### Page:
In closing, when you perform and deliver $0.49 in earnings per share, over last year's $0.35, a 40% increase in EPS, of course I think overall people here are energized.
It's a good feeling inside the business.
What I have to do is make sure everybody stays focused, and that's what's critical, is what got us here to this performance.
Let's just keep doing that and keep repeating it.
We mentioned on these call before, where last fall was important moment in the Company to make sure that Gap Inc.
comes out strong at the beginning of 2012, and that's what we've done.
But we know that sustained performance is what matters.
Everybody here is working hard every single day to make sure we maintain the momentum in the back half that we enjoyed in the first half of 2012.
So with that said, let me hand it over to Sabrina, who will take you through the financial results of Q2 2012.
Sabrina?
Sabrina Simmons - EVP and CFO
Thank you, Glenn.
Good afternoon, everyone.
We're very pleased with our second quarter performance, as we again made meaningful progress against our 2012 priorities, including driving increased sales, investing in our business, and growing earnings per share.
Here are some highlights.
Consistent with the first quarter, net sales were up 6%.
Comparable sales were up 4%, and our North American divisions again each posted positive comps.
Operating margin was up 200 basis points, earnings per share grew 40%, and in addition, we generated strong free cash flow and returned approximately $410 million to shareholders through our share repurchases and dividends.
Please turn to slide 4 for our earnings recap.
In the second quarter, operating income was up $91 million or 27%.
Net earnings were up $54 million, and earnings per share were $0.49, up from $0.35 last year.
Turning to slide 5, sales performance.
Second quarter total sales were $3.6 billion, up 6%, with comp sales up 4%.
Total sales and comps by division are listed in our press release.
Turning to slide 6, gross profit.
Gross profit dollars grew by 14% to $1.4 billion.
Second quarter gross margin was up 300 basis points to 39.9%.
Our merchandise margins were up 210 basis points, driven by the combination of growth in average unit retail, and decreases in average unit costs.
Rent and occupancy leveraged 90 basis points.
Turning to inventory on slide 7, as foreshadowed in our July sales press release, inventory per store in terms of dollars was down 6% on last year's up 5%.
Please turn to slide 8 for operating expenses.
We've noted throughout the year that we planned to invest more in our businesses in 2012, and highlighted that it's likely we'll deleverage operating expense.
In line with that framework, second quarter total operating expenses were approximately $1 billion, up $85 million from the prior year.
The increases were focused on our Gap Inc.
Direct division, which grew sales 24% in the quarter; as well as marketing and store payroll investments across our other channels.

[Dataset entries]
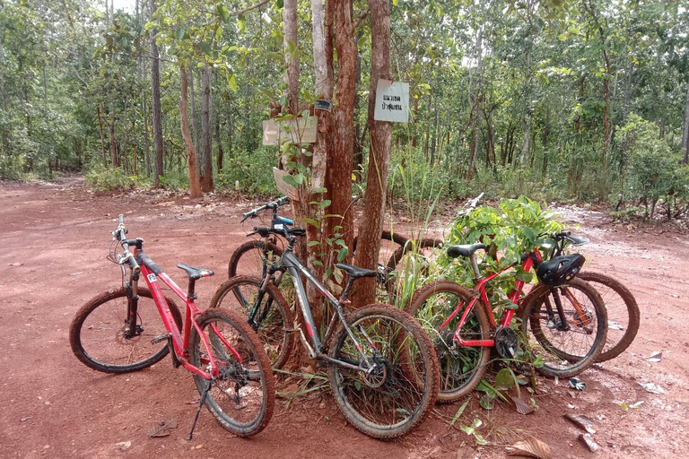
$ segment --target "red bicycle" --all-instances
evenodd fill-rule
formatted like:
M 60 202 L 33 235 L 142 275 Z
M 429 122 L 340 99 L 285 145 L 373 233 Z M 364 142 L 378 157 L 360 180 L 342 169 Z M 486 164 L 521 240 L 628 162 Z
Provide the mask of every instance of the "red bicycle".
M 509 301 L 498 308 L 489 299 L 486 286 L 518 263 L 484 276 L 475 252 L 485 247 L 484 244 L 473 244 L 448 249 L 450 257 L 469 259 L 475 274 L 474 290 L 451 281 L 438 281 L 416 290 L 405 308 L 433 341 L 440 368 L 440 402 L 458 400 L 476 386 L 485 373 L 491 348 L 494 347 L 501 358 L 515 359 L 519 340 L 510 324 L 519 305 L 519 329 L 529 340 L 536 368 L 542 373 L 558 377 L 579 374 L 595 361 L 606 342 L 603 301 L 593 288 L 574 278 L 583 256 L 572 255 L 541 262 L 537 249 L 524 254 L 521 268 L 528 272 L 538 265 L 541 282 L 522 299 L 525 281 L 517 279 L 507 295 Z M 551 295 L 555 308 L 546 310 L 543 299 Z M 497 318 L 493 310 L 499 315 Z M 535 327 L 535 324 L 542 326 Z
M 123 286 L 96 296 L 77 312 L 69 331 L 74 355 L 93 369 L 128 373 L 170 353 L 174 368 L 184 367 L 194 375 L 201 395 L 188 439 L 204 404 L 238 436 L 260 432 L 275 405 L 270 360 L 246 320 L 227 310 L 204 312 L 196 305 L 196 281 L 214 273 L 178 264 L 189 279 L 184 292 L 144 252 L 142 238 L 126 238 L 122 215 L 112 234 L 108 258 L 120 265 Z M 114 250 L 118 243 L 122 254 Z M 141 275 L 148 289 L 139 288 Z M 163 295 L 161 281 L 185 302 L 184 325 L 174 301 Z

---

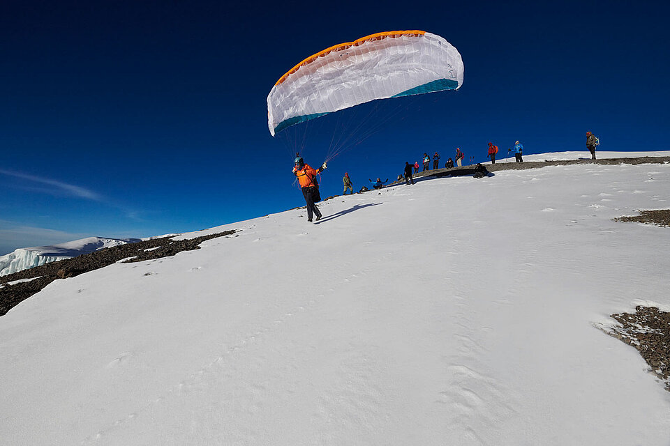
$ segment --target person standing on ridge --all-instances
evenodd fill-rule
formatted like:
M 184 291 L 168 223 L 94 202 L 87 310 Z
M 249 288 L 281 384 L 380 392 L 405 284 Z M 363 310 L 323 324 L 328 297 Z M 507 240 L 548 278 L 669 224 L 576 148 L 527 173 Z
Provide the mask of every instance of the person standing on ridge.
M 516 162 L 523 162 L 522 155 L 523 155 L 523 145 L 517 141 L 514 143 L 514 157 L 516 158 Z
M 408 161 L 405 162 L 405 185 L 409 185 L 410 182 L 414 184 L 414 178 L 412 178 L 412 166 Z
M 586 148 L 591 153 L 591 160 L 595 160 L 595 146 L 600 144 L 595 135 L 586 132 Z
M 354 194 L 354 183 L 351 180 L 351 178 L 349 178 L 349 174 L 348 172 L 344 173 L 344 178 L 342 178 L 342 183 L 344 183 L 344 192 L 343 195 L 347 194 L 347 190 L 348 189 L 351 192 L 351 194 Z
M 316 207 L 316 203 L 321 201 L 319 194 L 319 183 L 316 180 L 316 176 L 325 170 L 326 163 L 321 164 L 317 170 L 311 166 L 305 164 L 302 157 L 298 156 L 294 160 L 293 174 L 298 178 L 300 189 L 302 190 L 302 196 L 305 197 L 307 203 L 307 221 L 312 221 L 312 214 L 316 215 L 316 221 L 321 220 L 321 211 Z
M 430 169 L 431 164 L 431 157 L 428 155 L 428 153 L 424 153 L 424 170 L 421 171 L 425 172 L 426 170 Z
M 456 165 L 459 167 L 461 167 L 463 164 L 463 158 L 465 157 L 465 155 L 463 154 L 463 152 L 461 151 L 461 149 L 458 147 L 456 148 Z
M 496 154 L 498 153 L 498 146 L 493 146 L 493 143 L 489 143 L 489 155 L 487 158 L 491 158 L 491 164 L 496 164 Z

...

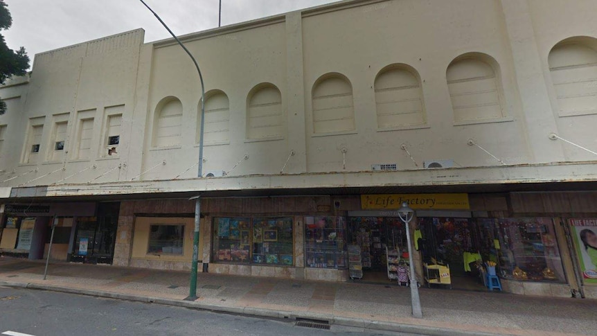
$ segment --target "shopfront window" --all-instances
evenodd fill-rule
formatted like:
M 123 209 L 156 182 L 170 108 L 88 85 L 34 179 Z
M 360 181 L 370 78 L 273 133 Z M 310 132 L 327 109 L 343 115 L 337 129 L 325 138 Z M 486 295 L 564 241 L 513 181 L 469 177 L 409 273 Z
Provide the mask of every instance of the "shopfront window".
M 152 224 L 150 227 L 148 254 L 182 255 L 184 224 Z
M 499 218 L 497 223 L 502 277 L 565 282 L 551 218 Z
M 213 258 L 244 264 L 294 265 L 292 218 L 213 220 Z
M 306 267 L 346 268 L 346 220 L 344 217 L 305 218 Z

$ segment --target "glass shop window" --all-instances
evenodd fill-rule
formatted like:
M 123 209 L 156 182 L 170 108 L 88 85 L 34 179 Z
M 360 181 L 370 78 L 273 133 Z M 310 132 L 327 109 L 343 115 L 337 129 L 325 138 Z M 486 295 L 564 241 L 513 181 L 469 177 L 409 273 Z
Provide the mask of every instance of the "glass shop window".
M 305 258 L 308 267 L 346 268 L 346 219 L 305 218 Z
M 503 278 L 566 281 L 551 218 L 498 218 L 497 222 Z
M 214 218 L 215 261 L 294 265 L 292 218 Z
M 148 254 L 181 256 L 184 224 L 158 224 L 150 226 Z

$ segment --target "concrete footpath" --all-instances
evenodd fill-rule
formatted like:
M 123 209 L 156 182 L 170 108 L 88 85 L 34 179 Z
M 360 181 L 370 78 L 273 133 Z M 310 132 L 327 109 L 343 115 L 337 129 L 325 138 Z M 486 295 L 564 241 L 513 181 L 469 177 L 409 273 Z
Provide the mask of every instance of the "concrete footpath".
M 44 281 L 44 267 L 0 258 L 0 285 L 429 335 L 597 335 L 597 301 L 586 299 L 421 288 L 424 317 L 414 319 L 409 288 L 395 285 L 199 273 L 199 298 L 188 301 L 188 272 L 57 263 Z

### List of tasks:
A. Quote the part of the earnings call transcript that opens with the words containing "Gross profit dollars" and closes with "the prior year.".
B. Which slide numbers does the earnings call transcript mention, and what topic goes with each one?
Rely solely on the earnings call transcript to respond.

### Results for each task:
A.
Gross profit dollars grew by 14% to $1.4 billion.
Second quarter gross margin was up 300 basis points to 39.9%.
Our merchandise margins were up 210 basis points, driven by the combination of growth in average unit retail, and decreases in average unit costs.
Rent and occupancy leveraged 90 basis points.
Turning to inventory on slide 7, as foreshadowed in our July sales press release, inventory per store in terms of dollars was down 6% on last year's up 5%.
Please turn to slide 8 for operating expenses.
We've noted throughout the year that we planned to invest more in our businesses in 2012, and highlighted that it's likely we'll deleverage operating expense.
In line with that framework, second quarter total operating expenses were approximately $1 billion, up $85 million from the prior year.

B.
- Slide 4: earnings recap
- Slide 5: sales performance
- Slide 6: gross profit
- Slide 7: inventory
- Slide 8: operating expenses